DIRECTIONS FOR THIS TASK: Each entry needs to be duplicated exactly.

STUDY MATERIAL:
__________________________________________________

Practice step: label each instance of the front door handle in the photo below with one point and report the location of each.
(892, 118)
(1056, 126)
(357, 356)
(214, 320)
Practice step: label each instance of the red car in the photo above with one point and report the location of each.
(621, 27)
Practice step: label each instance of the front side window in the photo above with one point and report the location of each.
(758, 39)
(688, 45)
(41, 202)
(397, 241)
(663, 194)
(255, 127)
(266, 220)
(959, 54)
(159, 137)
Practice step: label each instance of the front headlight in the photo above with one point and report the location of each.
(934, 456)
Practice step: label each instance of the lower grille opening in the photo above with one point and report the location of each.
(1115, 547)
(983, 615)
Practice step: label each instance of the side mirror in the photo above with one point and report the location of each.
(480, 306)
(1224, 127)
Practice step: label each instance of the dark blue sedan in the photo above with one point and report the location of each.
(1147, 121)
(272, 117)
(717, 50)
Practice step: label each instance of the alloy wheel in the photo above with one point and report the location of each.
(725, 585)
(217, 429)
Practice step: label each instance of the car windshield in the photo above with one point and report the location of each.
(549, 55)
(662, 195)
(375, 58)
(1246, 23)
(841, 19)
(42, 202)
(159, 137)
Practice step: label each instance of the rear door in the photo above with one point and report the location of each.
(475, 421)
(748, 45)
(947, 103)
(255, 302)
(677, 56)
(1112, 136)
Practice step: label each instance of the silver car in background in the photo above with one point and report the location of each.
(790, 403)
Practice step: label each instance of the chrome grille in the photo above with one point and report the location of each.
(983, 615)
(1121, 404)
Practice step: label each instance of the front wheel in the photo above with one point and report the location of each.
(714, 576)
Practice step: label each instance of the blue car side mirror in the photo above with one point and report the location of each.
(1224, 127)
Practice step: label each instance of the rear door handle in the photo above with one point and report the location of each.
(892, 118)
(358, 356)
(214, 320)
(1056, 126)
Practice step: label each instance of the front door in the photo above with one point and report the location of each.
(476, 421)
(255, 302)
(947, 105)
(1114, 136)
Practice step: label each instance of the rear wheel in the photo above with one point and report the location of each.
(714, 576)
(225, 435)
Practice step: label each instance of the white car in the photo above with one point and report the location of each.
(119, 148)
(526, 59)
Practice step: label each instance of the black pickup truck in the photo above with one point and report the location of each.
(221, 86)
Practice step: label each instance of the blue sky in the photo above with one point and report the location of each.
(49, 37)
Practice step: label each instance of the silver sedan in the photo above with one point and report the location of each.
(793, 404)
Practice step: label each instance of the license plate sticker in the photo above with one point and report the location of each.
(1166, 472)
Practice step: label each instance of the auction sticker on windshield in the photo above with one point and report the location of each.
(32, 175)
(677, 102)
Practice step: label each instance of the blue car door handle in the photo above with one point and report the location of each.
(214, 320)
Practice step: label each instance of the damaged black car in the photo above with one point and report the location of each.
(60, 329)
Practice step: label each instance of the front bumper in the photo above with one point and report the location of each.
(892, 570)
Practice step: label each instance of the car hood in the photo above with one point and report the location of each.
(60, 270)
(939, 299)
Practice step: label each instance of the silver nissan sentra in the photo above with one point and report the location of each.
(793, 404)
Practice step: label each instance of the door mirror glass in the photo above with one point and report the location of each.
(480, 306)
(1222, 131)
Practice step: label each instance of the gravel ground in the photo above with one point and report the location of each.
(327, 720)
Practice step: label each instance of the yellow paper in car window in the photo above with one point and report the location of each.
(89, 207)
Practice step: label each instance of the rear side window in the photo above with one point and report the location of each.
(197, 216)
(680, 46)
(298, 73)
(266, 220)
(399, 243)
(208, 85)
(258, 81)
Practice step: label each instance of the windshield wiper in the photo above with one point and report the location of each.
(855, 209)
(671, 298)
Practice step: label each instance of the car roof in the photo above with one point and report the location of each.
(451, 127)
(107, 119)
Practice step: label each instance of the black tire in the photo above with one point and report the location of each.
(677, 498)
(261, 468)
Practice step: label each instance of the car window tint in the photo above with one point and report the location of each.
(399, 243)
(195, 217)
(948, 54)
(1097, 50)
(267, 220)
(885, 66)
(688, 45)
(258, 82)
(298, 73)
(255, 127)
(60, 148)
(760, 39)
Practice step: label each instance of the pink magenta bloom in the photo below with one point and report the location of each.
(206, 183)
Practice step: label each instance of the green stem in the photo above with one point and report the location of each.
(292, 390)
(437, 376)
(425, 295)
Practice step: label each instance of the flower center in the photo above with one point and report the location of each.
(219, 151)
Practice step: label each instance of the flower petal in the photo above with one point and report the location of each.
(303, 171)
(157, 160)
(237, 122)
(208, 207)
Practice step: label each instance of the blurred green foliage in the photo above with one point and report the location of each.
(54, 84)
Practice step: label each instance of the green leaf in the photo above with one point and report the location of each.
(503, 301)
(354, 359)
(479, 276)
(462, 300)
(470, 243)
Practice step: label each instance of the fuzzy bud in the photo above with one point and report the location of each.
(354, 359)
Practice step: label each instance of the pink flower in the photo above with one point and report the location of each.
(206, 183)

__________________________________________________

YOUR RESPONSE:
Practice step: label each instance of the front door handle in the photo below with one point and report the location of each.
(892, 118)
(1056, 126)
(357, 356)
(214, 320)
Practice step: label each instance of the red car in the photo above with one point and report the location of each.
(621, 27)
Practice step: label each instance of the front side window in the photo above with one point and report the location of each.
(758, 39)
(688, 45)
(41, 202)
(397, 241)
(663, 194)
(255, 127)
(266, 220)
(959, 54)
(159, 137)
Practice step: label each instance of the front headlight in the photo above with one point and report the location of each.
(934, 456)
Practice step: label each instance of the lower grille opening in the photo above with one point and report the location of each.
(1115, 547)
(983, 615)
Practice step: label each instance of the side mirror in the photo above with one point and report the location of each.
(480, 306)
(1224, 127)
Practice step: label each instance of the dark blue sedan in the photo above with one point and report the location of each.
(1147, 121)
(272, 117)
(717, 50)
Practice step: label each instance of the alloy wheel in the photo above with one point and report the location of each.
(725, 585)
(217, 429)
Practice step: label each instance of the car windshield in the photo above with one point and report the location of each.
(549, 55)
(662, 195)
(375, 58)
(1246, 23)
(841, 19)
(42, 202)
(159, 137)
Practice step: label each instance of the rear door in the photo above with one point and report the location of each.
(475, 421)
(748, 45)
(947, 103)
(255, 302)
(677, 56)
(1112, 136)
Practice step: label each instance of the silver car in background in the photo above with one point and report the location of each.
(790, 403)
Practice step: label each instance of the chrome grille in the photo above with one point and report the location of each.
(983, 615)
(1121, 404)
Practice step: label each instance of the front wheel in the photo above with one point and report the location of each.
(714, 576)
Practice step: label each instance of the blue car side mirror in the photo above with one point and report the location of each.
(1224, 127)
Practice step: label each instance of the rear door handle in the photo above with one point and report the location of each.
(892, 118)
(358, 356)
(214, 320)
(1056, 126)
Practice step: label each instance of the front door in the photo above with one point and report the location of each.
(476, 421)
(255, 302)
(947, 105)
(1114, 136)
Practice step: label each instance of the rear wheel in the photo above with one point and report the location of each.
(714, 576)
(225, 435)
Practice step: label each instance of the white car in the photo above with one point and report the location of each.
(119, 148)
(526, 59)
Practice step: label each instance of the black pickup truck in the photo above with one point and report the location of each.
(221, 86)
Practice step: label each instance of the blue sky in the photo above with one point and report the location of each.
(49, 37)
Practice step: label each instance of the silver sedan in the photo above with one point and report the location of each.
(793, 404)
Practice step: label each instance of the license plate sticker in the photo above with one point and report the location of each.
(1166, 472)
Practice step: label each instance of the auction sticker on windshield in the photo above with one point and report the location of each.
(32, 175)
(677, 102)
Practice step: label each instance of the blue car door handle in the photo above with one point and report the location of each.
(214, 320)
Practice step: label each instance of the damaged black car in the photo above with one point and report the location of each.
(60, 329)
Practice step: label each instance of the front bumper in the photo above with one point and report the location of each.
(892, 570)
Practice step: label each instance of the car hood in the photo above with one point and report the location of each.
(60, 270)
(939, 299)
Practice step: label each instance of the silver nissan sentra in the photo above with one point and report the location of each.
(793, 404)
Practice step: label each instance of the door mirror glass in the photo above with one point and report the location of each.
(480, 306)
(1222, 131)
Practice step: label each instance of the gravel ground in the photo above with one point and report the location of each.
(327, 720)
Practice step: label each instance of the yellow paper in car window in the photo above with one point and report the location of each.
(89, 207)
Practice step: label each instance of the rear side window in the photo above with one point and report the location of each.
(197, 216)
(680, 46)
(298, 73)
(266, 220)
(399, 243)
(208, 85)
(258, 81)
Practice step: label each instance of the windshield wiper in the photo above with one point and report the location of each.
(855, 209)
(671, 298)
Practice step: label each instance of the car roof in the photo above with one point and report the location of each.
(451, 127)
(107, 119)
Practice step: label each instance of the black tire in the photo above with one point and report the location of each.
(677, 498)
(261, 468)
Practice step: label each instance of the car window tint in the photo above with one point and report the location of each.
(399, 243)
(195, 217)
(948, 54)
(1097, 50)
(267, 220)
(885, 66)
(688, 45)
(258, 82)
(298, 73)
(255, 127)
(60, 148)
(760, 39)
Practice step: label each instance of the pink magenta bloom in the photo below with one point and report the location of each.
(206, 183)
Practice step: label each instance of the green stem in the photo above with one point and report the location of each.
(292, 390)
(437, 376)
(425, 295)
Practice step: label each instance of the flower center in the photo above with one point and report the location of each.
(219, 151)
Practice step: label each instance of the flower petal in the photo above with one point and report the location of each.
(303, 171)
(157, 160)
(237, 122)
(208, 207)
Practice step: label each instance of the blurred green foliage in the photo above with one point and report the location of each.
(54, 84)
Practice step: label each instance of the green leaf in the photo above with one point and report the location of each.
(503, 301)
(354, 359)
(479, 276)
(462, 300)
(470, 243)
Practice step: label each instance of the fuzzy bud in the photo above with one point and report the location of each.
(354, 359)
Practice step: label each instance of the pink flower in the photo above with one point and report the location of each.
(206, 183)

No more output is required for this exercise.